[Supplied entries — start]
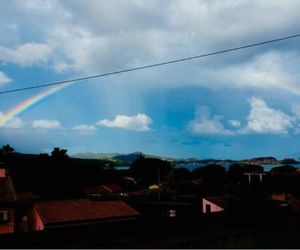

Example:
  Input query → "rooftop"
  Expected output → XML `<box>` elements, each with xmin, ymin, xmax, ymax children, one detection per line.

<box><xmin>35</xmin><ymin>199</ymin><xmax>140</xmax><ymax>225</ymax></box>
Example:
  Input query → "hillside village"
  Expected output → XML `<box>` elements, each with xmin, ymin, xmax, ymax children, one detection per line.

<box><xmin>2</xmin><ymin>145</ymin><xmax>300</xmax><ymax>247</ymax></box>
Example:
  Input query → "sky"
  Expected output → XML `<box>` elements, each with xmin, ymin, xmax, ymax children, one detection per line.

<box><xmin>1</xmin><ymin>0</ymin><xmax>300</xmax><ymax>160</ymax></box>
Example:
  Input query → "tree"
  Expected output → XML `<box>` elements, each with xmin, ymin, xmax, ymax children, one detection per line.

<box><xmin>167</xmin><ymin>167</ymin><xmax>198</xmax><ymax>194</ymax></box>
<box><xmin>1</xmin><ymin>144</ymin><xmax>15</xmax><ymax>155</ymax></box>
<box><xmin>192</xmin><ymin>164</ymin><xmax>225</xmax><ymax>181</ymax></box>
<box><xmin>51</xmin><ymin>147</ymin><xmax>69</xmax><ymax>160</ymax></box>
<box><xmin>130</xmin><ymin>156</ymin><xmax>172</xmax><ymax>186</ymax></box>
<box><xmin>270</xmin><ymin>165</ymin><xmax>297</xmax><ymax>175</ymax></box>
<box><xmin>228</xmin><ymin>163</ymin><xmax>263</xmax><ymax>174</ymax></box>
<box><xmin>192</xmin><ymin>164</ymin><xmax>226</xmax><ymax>195</ymax></box>
<box><xmin>228</xmin><ymin>163</ymin><xmax>263</xmax><ymax>182</ymax></box>
<box><xmin>269</xmin><ymin>165</ymin><xmax>298</xmax><ymax>195</ymax></box>
<box><xmin>173</xmin><ymin>167</ymin><xmax>191</xmax><ymax>180</ymax></box>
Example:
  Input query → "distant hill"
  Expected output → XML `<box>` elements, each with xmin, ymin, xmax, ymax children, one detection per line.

<box><xmin>71</xmin><ymin>152</ymin><xmax>120</xmax><ymax>160</ymax></box>
<box><xmin>72</xmin><ymin>152</ymin><xmax>177</xmax><ymax>165</ymax></box>
<box><xmin>280</xmin><ymin>158</ymin><xmax>300</xmax><ymax>164</ymax></box>
<box><xmin>241</xmin><ymin>156</ymin><xmax>278</xmax><ymax>164</ymax></box>
<box><xmin>71</xmin><ymin>152</ymin><xmax>142</xmax><ymax>164</ymax></box>
<box><xmin>113</xmin><ymin>152</ymin><xmax>143</xmax><ymax>164</ymax></box>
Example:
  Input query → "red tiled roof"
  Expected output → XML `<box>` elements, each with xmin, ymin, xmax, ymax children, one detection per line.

<box><xmin>35</xmin><ymin>199</ymin><xmax>139</xmax><ymax>225</ymax></box>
[Supplied entries — finish]
__Exercise instructions__
What the response needs is every entry, repeated exactly, and none of the pictures.

__Expected output__
Example:
  Input query → "rooftop"
  Expected output → XML `<box>` elements, each with xmin, ymin, xmax, ymax children, one detection per line.

<box><xmin>35</xmin><ymin>199</ymin><xmax>140</xmax><ymax>225</ymax></box>
Example:
  Input query → "hillside village"
  Expected output → XML `<box>` elements, each with xmin, ymin, xmax, ymax children, one detection per line.

<box><xmin>2</xmin><ymin>145</ymin><xmax>300</xmax><ymax>247</ymax></box>
Example:
  Input query → "sky"
  Expected output → XML `<box>` elements, each with xmin, ymin, xmax, ymax children, one detection per line.

<box><xmin>1</xmin><ymin>0</ymin><xmax>300</xmax><ymax>160</ymax></box>
Example:
  Input query → "tree"
  Expected output → XML `<box>` elements, each with xmin, ymin, xmax, ymax children, one detection per line.

<box><xmin>167</xmin><ymin>167</ymin><xmax>198</xmax><ymax>194</ymax></box>
<box><xmin>1</xmin><ymin>144</ymin><xmax>15</xmax><ymax>155</ymax></box>
<box><xmin>192</xmin><ymin>164</ymin><xmax>225</xmax><ymax>181</ymax></box>
<box><xmin>51</xmin><ymin>147</ymin><xmax>69</xmax><ymax>160</ymax></box>
<box><xmin>130</xmin><ymin>156</ymin><xmax>172</xmax><ymax>186</ymax></box>
<box><xmin>270</xmin><ymin>165</ymin><xmax>297</xmax><ymax>175</ymax></box>
<box><xmin>228</xmin><ymin>163</ymin><xmax>263</xmax><ymax>174</ymax></box>
<box><xmin>192</xmin><ymin>164</ymin><xmax>226</xmax><ymax>195</ymax></box>
<box><xmin>228</xmin><ymin>163</ymin><xmax>263</xmax><ymax>182</ymax></box>
<box><xmin>269</xmin><ymin>165</ymin><xmax>298</xmax><ymax>195</ymax></box>
<box><xmin>173</xmin><ymin>167</ymin><xmax>191</xmax><ymax>180</ymax></box>
Example:
  Input query → "distant hill"
  Expected output → XML `<box>` elements, each with xmin, ymin, xmax, ymax children, one detection per line.

<box><xmin>71</xmin><ymin>152</ymin><xmax>120</xmax><ymax>160</ymax></box>
<box><xmin>72</xmin><ymin>152</ymin><xmax>177</xmax><ymax>165</ymax></box>
<box><xmin>280</xmin><ymin>158</ymin><xmax>300</xmax><ymax>164</ymax></box>
<box><xmin>241</xmin><ymin>156</ymin><xmax>278</xmax><ymax>164</ymax></box>
<box><xmin>71</xmin><ymin>152</ymin><xmax>142</xmax><ymax>164</ymax></box>
<box><xmin>113</xmin><ymin>152</ymin><xmax>143</xmax><ymax>164</ymax></box>
Example:
  Input query → "red tiled roof"
  Expected output → XML `<box>` elements, each with xmin, ymin, xmax, ymax children, one detection per line.

<box><xmin>35</xmin><ymin>199</ymin><xmax>139</xmax><ymax>225</ymax></box>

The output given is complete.